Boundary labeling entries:
□ □ □ □ □ □ □
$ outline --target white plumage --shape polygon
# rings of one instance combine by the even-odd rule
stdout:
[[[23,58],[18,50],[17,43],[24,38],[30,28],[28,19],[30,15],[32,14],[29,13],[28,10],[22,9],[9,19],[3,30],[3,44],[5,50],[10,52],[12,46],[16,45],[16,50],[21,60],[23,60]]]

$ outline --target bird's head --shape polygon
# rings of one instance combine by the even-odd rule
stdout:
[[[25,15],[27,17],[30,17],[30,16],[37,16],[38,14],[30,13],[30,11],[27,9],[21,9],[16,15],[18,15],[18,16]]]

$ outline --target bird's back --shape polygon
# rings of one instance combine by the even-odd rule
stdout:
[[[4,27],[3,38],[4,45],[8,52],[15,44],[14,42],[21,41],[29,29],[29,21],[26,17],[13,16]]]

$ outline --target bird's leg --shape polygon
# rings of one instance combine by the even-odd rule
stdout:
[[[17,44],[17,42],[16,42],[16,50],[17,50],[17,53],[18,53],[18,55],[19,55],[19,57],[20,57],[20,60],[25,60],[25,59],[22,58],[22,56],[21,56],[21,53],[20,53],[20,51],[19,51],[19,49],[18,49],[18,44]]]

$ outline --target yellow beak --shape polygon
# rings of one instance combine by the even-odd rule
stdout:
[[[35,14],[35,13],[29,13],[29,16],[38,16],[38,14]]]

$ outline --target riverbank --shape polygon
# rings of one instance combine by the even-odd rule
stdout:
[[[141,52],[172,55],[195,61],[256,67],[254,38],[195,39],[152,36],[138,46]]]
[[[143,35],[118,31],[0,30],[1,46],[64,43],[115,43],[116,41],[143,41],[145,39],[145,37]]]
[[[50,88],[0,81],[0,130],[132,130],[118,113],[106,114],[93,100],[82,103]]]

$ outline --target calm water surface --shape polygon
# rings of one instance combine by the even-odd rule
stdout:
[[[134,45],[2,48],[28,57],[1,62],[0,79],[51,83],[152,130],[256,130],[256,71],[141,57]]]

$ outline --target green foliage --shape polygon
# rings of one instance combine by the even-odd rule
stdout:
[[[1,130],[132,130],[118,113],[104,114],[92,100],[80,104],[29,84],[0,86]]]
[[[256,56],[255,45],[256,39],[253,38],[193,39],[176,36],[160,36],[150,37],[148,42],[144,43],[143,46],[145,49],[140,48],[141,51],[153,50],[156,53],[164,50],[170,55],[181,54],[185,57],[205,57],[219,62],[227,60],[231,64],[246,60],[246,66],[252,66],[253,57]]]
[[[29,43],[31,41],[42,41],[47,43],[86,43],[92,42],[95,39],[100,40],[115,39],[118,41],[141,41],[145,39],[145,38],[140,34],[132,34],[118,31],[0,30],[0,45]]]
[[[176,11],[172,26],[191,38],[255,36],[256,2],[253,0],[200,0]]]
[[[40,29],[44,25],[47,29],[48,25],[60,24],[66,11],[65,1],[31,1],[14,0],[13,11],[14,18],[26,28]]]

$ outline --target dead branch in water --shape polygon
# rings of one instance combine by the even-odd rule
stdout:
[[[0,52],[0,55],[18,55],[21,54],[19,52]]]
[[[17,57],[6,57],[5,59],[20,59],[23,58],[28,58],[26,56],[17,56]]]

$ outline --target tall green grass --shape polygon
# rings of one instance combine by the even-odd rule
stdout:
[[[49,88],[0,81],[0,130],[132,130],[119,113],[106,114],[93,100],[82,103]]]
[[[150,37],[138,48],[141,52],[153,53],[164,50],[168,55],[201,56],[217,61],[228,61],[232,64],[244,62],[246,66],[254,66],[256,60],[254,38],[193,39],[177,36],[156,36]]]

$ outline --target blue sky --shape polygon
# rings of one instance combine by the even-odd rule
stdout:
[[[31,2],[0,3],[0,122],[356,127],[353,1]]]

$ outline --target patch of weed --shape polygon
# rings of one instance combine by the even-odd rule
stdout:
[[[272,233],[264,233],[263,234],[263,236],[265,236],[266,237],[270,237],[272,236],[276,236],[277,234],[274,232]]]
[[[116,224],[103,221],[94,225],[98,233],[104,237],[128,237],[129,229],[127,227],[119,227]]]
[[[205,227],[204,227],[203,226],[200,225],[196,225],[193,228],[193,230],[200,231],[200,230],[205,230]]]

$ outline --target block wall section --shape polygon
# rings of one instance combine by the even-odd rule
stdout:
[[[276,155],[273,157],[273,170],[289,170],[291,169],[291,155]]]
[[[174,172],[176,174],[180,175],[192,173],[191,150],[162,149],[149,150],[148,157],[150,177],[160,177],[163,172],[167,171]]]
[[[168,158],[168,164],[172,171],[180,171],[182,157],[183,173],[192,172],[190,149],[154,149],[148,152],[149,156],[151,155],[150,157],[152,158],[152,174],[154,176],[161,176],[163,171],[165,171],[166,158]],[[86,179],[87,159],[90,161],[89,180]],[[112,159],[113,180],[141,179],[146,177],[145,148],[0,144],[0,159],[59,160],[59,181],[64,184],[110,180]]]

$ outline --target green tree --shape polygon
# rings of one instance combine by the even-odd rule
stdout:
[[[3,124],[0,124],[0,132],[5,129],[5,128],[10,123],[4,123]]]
□ □ □ □ □ □ □
## Task directions
Reproduce all of the entries above verbatim, with every line and character unchanged.

## Exercise response
$ outline --target white plumage --shape polygon
# rings of one instance combine by the even-odd rule
stdout:
[[[23,58],[18,50],[17,43],[24,38],[30,28],[28,19],[30,15],[32,14],[29,13],[28,10],[22,9],[9,19],[3,30],[3,44],[5,50],[10,52],[12,46],[16,45],[16,50],[21,60],[23,60]]]

$ outline --target bird's head --shape polygon
# rings of one instance combine by the even-odd rule
stdout:
[[[25,15],[27,17],[30,17],[30,16],[37,16],[38,14],[30,13],[30,11],[27,9],[21,9],[16,15],[18,15],[18,16]]]

$ outline --target bird's back --shape polygon
# rings of one instance combine by the even-odd rule
stdout:
[[[4,27],[3,38],[4,45],[8,52],[15,44],[14,42],[21,41],[29,29],[29,21],[26,17],[13,16]]]

$ outline --target bird's leg --shape polygon
# rings of one instance combine by the even-odd rule
stdout:
[[[17,44],[17,42],[16,42],[16,50],[17,50],[17,53],[18,53],[18,55],[19,55],[19,57],[20,57],[20,60],[25,60],[25,59],[22,58],[22,56],[21,56],[21,53],[20,53],[20,51],[19,51],[19,49],[18,49],[18,44]]]

$ outline --target yellow beak --shape polygon
# rings of one instance combine by the even-odd rule
stdout:
[[[35,14],[35,13],[29,13],[29,16],[38,16],[38,14]]]

$ outline --target riverbank --shape polygon
# rings of one instance combine by the even-odd rule
stdout:
[[[141,52],[172,55],[195,61],[256,67],[254,38],[195,39],[152,36],[138,46]]]
[[[143,35],[118,31],[0,30],[1,46],[64,43],[115,43],[116,41],[143,41],[145,39],[145,37]]]
[[[50,88],[0,81],[0,130],[132,130],[118,113],[106,114],[93,100],[82,103]]]

$ outline --target calm water surface --shape polygon
# rings of one instance combine by the even-odd rule
stdout:
[[[134,45],[2,48],[28,57],[1,62],[0,79],[51,83],[152,130],[256,130],[256,71],[141,57]]]

$ outline --target green foliage --shape polygon
# rings of one instance combine by the even-odd rule
stdout:
[[[1,130],[132,130],[118,113],[104,114],[92,100],[80,104],[29,84],[0,86]]]
[[[256,56],[255,45],[256,39],[253,38],[193,39],[176,36],[160,36],[150,37],[148,42],[144,43],[143,46],[145,49],[140,48],[141,51],[153,50],[156,53],[164,50],[170,55],[181,54],[185,57],[205,57],[219,62],[227,60],[231,64],[246,60],[246,66],[252,66],[253,57]]]
[[[29,43],[31,41],[42,41],[47,43],[86,43],[92,42],[95,39],[100,40],[115,39],[118,41],[141,41],[145,39],[145,38],[140,34],[132,34],[118,31],[0,30],[0,45]]]
[[[176,11],[172,26],[191,38],[255,36],[256,2],[253,0],[200,0]]]
[[[40,29],[44,25],[47,29],[48,25],[60,24],[66,11],[65,1],[31,1],[14,0],[13,11],[14,18],[26,28]]]

$ outline --target dead branch in water --shape polygon
# rings of one instance combine by the even-odd rule
stdout:
[[[0,52],[0,55],[18,55],[21,54],[19,52]]]
[[[17,57],[6,57],[5,59],[20,59],[23,58],[28,58],[26,56],[17,56]]]

$ outline --target tall green grass --shape polygon
# rings of one instance combine by the even-odd rule
stdout:
[[[49,88],[0,81],[0,130],[132,130],[119,113],[106,114],[93,100],[82,103]]]
[[[150,37],[138,48],[141,52],[153,53],[164,50],[168,55],[201,56],[217,61],[228,61],[232,64],[244,62],[246,66],[254,66],[256,60],[254,38],[193,39],[177,36],[156,36]]]

$ outline --target blue sky --shape polygon
# rings of one instance combine by the even-odd rule
stdout:
[[[31,2],[0,3],[0,122],[356,127],[353,1]]]

$ outline --target patch of weed --shape polygon
# rings of one instance combine by the even-odd rule
stdout:
[[[272,233],[264,233],[263,234],[263,236],[265,236],[266,237],[270,237],[272,236],[276,236],[277,234],[274,232]]]
[[[116,224],[103,221],[94,225],[98,233],[104,237],[128,237],[129,229],[127,227],[119,227]]]
[[[205,227],[204,227],[203,226],[200,225],[196,225],[193,228],[193,230],[200,231],[200,230],[205,230]]]

$ outline --target block wall section --shape polygon
# rings of one instance combine by the even-odd rule
stdout:
[[[276,155],[273,157],[273,170],[289,170],[291,169],[291,155]]]
[[[174,172],[176,174],[180,175],[192,173],[191,150],[162,149],[149,150],[148,157],[150,177],[160,177],[163,172],[167,171]]]
[[[168,158],[168,164],[172,171],[180,171],[182,157],[183,173],[192,172],[190,149],[154,149],[148,152],[149,156],[151,155],[150,157],[152,158],[152,174],[154,176],[161,176],[163,171],[165,171],[166,158]],[[86,179],[87,159],[90,161],[89,180]],[[112,159],[113,180],[141,179],[146,177],[145,148],[0,144],[0,159],[59,160],[59,181],[64,184],[110,180]]]

$ outline --target green tree --shape polygon
# rings of one instance combine by the even-odd rule
stdout:
[[[3,124],[0,124],[0,132],[5,129],[5,128],[10,123],[4,123]]]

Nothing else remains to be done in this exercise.